§ PROBLEMS:
1. In the section on active-passive messaging clusters, why does the primary broker hold off acknowledging messages it gets from clients? Answer in one to three sentences.
2. According to the section on active-passive messaging clusters, which cluster resource manager is supported at first?
3. Continue the section on active-passive messaging clusters, beginning after its final sentence.

§ DOCUMENT SECTION:
Active-passive Messaging Clusters
Overview
The High Availability (HA) module provides
active-passive, hot-standby
messaging clusters to provide fault tolerant message delivery.
In an active-passive cluster only one broker, known as the
primary, is active and serving clients at a time. The other
brokers are standing by as backups. Changes on the primary
are replicated to all the backups so they are always up-to-date or "hot". Backup
brokers reject client connection attempts, to enforce the requirement that clients
only connect to the primary.
If the primary fails, one of the backups is promoted to take over as the new
primary. Clients fail-over to the new primary automatically. If there are multiple
backups, the other backups also fail-over to become backups of the new primary.
This approach relies on an external cluster resource manager
to detect failures, choose the new primary and handle network partitions. Rgmanager is supported
initially, but others may be supported in the future.
Avoiding message loss
In order to avoid message loss, the primary broker delays
acknowledgment of messages received from clients until the message has
been replicated to and acknowledged by all of the back-up brokers. This means that
all acknowledged messages are safely stored on all the backup
brokers.
Clients keep unacknowledged messages in a buffer
You can control the maximum number of messages in the buffer by setting the
client's capacity. For details of how to set the capacity
in client code see "Using the Qpid Messaging API" in
Programming in Apache Qpid.
until they are acknowledged by the primary. If the primary fails, clients will
fail-over to the new primary and re-send all their
unacknowledged messages.
Clients must use "at-least-once" reliability to enable re-send of unacknowledged
messages. This is the default behavior, no options need be set to enable it. For
details of client addressing options see "Using the Qpid Messaging API"
in Programming in Apache Qpid.

§ ENTRIES SHOWN:

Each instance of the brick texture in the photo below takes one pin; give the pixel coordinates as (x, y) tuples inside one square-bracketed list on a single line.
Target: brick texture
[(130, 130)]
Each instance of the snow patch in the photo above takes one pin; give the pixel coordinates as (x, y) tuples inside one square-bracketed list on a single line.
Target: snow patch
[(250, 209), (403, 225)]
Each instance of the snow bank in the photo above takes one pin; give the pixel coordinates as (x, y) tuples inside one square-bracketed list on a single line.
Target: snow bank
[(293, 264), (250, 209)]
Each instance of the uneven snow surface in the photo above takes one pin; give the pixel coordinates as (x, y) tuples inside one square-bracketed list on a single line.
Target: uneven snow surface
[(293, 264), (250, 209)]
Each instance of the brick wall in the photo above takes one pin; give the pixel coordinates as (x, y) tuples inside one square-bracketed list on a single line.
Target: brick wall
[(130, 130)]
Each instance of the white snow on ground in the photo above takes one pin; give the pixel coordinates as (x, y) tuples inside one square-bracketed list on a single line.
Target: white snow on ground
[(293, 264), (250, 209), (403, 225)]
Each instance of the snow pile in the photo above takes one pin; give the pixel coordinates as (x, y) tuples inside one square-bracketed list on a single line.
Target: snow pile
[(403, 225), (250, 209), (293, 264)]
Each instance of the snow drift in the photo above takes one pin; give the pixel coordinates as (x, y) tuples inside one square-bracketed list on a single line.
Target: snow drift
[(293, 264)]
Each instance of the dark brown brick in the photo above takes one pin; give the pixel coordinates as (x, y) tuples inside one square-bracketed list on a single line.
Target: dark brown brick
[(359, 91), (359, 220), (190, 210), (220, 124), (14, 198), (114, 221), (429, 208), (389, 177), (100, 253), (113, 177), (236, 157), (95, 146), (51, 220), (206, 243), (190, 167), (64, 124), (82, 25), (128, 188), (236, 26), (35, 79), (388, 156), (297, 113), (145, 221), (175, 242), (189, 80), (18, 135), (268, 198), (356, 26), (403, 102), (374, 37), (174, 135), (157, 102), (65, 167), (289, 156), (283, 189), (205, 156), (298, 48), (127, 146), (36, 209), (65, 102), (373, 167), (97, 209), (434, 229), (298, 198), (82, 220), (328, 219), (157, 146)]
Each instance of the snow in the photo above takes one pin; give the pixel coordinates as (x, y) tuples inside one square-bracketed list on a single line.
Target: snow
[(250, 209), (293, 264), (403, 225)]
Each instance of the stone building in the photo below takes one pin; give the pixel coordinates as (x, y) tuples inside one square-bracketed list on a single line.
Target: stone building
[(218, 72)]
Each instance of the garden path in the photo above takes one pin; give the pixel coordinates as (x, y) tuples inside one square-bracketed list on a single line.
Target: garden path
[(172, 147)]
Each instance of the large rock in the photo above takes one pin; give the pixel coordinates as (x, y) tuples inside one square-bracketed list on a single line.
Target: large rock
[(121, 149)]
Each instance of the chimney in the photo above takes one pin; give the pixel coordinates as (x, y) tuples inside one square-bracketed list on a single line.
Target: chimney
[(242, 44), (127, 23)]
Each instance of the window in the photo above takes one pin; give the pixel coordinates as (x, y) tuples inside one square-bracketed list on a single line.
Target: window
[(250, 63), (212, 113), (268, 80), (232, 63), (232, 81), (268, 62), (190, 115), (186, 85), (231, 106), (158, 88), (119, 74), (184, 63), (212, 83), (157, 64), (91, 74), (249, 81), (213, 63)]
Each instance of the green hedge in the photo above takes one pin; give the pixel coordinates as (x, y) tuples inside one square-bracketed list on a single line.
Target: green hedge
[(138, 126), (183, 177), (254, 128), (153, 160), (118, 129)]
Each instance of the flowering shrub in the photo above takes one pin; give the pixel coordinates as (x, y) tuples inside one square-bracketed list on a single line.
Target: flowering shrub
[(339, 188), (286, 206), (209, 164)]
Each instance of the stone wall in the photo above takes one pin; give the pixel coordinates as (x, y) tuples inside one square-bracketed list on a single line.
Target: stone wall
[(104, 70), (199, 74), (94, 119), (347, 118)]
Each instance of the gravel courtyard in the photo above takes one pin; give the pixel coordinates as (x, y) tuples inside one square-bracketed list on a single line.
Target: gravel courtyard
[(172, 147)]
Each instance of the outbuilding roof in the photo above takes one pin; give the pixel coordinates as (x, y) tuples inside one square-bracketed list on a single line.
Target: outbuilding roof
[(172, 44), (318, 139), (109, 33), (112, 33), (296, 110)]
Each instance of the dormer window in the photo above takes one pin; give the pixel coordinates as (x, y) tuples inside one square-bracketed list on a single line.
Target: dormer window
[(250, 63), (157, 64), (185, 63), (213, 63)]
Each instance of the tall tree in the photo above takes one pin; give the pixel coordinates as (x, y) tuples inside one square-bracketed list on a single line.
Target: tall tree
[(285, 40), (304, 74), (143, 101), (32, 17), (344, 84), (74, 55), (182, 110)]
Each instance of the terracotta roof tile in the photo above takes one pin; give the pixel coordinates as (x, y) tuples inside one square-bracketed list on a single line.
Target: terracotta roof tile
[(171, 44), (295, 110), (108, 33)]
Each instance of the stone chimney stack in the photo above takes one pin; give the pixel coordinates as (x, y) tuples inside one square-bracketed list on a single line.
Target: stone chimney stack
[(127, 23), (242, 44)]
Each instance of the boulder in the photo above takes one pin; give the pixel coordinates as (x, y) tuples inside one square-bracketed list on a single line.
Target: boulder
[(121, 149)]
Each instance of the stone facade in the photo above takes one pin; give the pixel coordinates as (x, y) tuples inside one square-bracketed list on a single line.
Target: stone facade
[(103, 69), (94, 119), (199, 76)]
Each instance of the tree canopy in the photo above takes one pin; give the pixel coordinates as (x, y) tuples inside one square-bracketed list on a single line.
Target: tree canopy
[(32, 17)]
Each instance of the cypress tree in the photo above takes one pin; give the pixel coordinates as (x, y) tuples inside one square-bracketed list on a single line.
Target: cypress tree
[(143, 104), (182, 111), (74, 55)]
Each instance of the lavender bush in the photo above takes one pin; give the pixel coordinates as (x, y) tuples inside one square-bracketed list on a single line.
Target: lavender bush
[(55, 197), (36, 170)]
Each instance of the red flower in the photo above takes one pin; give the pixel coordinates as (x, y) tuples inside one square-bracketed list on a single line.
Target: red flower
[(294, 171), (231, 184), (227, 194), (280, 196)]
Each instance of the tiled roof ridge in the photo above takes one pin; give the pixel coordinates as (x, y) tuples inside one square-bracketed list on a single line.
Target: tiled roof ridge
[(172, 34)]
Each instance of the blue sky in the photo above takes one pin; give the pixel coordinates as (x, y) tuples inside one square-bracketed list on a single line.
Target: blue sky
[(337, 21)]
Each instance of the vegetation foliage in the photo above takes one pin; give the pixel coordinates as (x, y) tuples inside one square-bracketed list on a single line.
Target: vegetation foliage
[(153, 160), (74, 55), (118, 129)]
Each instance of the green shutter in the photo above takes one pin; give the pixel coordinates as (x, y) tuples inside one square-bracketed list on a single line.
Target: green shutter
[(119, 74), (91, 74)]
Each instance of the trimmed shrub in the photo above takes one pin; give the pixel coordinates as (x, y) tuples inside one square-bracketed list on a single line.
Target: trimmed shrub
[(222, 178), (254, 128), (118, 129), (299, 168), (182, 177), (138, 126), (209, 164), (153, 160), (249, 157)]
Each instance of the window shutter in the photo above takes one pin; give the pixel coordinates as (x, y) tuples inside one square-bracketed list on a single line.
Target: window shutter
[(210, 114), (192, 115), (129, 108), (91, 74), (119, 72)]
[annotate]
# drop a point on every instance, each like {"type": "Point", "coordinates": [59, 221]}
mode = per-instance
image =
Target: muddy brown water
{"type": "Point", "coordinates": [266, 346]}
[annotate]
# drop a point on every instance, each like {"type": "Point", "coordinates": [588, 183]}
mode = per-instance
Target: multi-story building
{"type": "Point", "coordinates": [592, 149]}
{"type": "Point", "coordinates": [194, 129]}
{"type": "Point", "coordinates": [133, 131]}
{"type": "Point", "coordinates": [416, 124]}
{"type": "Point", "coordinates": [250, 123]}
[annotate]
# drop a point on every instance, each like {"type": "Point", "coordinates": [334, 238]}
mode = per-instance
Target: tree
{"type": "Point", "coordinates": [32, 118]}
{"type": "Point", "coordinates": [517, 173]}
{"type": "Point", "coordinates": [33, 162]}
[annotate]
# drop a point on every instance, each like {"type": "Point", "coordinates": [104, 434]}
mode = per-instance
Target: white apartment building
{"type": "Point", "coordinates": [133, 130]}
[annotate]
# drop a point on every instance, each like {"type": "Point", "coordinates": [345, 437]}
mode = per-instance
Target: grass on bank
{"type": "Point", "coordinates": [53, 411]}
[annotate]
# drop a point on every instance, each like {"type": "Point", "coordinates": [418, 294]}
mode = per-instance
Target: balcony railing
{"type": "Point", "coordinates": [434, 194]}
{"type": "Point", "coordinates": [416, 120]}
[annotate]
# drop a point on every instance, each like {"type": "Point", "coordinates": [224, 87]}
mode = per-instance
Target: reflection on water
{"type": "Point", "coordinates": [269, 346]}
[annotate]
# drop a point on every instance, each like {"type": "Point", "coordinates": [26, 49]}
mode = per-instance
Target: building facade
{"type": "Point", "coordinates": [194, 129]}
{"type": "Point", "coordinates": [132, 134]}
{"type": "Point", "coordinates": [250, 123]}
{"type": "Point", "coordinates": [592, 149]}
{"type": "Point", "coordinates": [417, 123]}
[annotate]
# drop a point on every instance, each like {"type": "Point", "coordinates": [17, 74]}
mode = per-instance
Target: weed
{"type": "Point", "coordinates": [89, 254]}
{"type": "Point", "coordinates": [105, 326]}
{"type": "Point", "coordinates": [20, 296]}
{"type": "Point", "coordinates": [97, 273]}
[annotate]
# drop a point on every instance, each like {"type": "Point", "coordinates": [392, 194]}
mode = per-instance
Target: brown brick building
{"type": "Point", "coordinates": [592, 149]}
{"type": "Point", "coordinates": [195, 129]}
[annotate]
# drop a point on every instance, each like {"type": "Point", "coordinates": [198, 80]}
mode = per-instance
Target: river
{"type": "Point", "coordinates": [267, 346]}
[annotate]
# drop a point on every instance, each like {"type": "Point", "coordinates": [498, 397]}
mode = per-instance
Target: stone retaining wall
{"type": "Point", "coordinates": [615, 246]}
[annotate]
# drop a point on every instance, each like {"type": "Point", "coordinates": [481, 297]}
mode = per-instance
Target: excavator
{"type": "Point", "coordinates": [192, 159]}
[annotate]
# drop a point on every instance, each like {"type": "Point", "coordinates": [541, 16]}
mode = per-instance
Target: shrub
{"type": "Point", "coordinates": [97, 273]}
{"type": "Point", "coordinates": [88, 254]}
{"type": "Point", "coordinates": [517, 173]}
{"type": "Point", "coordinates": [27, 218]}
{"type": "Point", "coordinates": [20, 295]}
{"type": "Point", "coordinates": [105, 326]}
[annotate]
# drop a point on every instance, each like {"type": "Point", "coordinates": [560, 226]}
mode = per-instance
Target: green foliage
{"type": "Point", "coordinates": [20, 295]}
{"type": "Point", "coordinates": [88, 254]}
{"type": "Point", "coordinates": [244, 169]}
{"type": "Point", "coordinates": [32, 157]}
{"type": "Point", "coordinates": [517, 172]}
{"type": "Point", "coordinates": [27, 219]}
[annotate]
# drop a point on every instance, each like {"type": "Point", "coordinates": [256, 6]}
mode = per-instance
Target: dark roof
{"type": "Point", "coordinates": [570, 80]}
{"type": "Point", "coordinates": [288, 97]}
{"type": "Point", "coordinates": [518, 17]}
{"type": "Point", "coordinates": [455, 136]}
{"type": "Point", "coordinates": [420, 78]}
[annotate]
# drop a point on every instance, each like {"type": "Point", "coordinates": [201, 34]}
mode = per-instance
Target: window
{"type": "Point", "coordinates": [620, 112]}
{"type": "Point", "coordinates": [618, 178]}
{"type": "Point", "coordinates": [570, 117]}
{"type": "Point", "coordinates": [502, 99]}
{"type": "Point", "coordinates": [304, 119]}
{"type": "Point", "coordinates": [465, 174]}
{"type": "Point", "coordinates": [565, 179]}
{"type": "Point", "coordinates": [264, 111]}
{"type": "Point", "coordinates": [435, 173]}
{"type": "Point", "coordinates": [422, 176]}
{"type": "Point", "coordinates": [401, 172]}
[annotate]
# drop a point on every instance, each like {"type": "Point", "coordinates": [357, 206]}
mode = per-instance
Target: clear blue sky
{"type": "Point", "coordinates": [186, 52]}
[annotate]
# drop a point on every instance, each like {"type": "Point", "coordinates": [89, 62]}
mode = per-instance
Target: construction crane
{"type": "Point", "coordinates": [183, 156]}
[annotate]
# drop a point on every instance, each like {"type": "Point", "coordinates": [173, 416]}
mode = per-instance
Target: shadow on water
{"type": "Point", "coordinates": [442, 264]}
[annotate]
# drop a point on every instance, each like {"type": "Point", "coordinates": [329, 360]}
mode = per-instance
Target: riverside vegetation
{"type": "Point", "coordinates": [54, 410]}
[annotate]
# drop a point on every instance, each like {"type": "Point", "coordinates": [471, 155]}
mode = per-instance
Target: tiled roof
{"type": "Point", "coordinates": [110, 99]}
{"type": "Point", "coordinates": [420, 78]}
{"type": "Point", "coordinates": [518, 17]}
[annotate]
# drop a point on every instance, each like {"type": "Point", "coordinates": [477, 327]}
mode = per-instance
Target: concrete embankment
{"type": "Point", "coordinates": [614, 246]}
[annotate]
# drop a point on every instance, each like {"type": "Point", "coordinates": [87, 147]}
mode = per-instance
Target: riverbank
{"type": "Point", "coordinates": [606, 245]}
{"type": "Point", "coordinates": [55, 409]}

§ FINAL RESULTS:
1. The primary waits until each message has been copied to every backup broker and each backup has acknowledged it. This prevents message loss, because any acknowledged message is then safely stored on all the backups.

2. Rgmanager.

3.
So if the primary crashes, all the acknowledged
messages will be available on the backup that takes over as the new
primary. The unacknowledged messages will be
re-sent by the clients. Thus no messages are lost.
Note that this means it is possible for messages to be
duplicated. In the event of a failure it is possible for a
message to received by the backup that becomes the new primary
and re-sent by the client. The application must take steps
to identify and eliminate duplicates.
When a new primary is promoted after a fail-over it is initially in
"recovering" mode. In this mode, it delays acknowledgment of messages
on behalf of all the backups that were connected to the previous
primary. This protects those messages against a failure of the new
primary until the backups have a chance to connect and catch up.
Not all messages need to be replicated to the back-up brokers. If a
message is consumed and acknowledged by a regular client before it has
been replicated to a backup, then it doesn't need to be replicated.
Status of a HA broker
Joining
Initial status of a new broker that has not yet connected to the primary.
Catch-up
A backup broker that is connected to the primary and catching up
on queues and messages.
Ready
A backup broker that is fully caught-up and ready to take over as
primary.
Recovering
The newly-promoted primary, waiting for backups to connect and catch up.
Active
The active primary broker with all backups connected and caught-up.
Limitations
There are a some known limitations in the current implementation. These
will be fixed in furture versions.
Transactional changes to queue state are not replicated atomically. If
the primary crashes during a transaction, it is possible that the
backup could contain only part of the changes introduced by a
transaction.
Configuration changes (creating or deleting queues, exchanges and
bindings) are replicated asynchronously. Management tools used to
make changes will consider the change complete when it is complete
on the primary, it may not yet be replicated to all the backups.
Federated links from the primary will be lost
in fail over, they will not be re-connected to the new
primary. Federation links to the primary will
fail over.
Virtual IP Addresses
Some resource managers (including rgmanager) support
virtual IP addresses. A virtual IP address is an IP
address that can be relocated to any of the nodes in a cluster. The
resource manager associates this address with the primary node in the
cluster, and relocates it to the new primary when there is a failure. This
simplifies configuration as you can publish a single IP address rather
than a list.
A virtual IP address can be used by clients and backup brokers to connect
to the primary. The following sections will explain how to configure
virtual IP addresses for clients or brokers.
Configuring the Brokers
The broker must load the ha module, it is loaded by
default. The following broker options are available for the HA module.
Broker Options for High Availability Messaging Cluster
Options for High Availability Messaging Cluster
ha-cluster yes|no
Set to "yes" to have the broker join a cluster.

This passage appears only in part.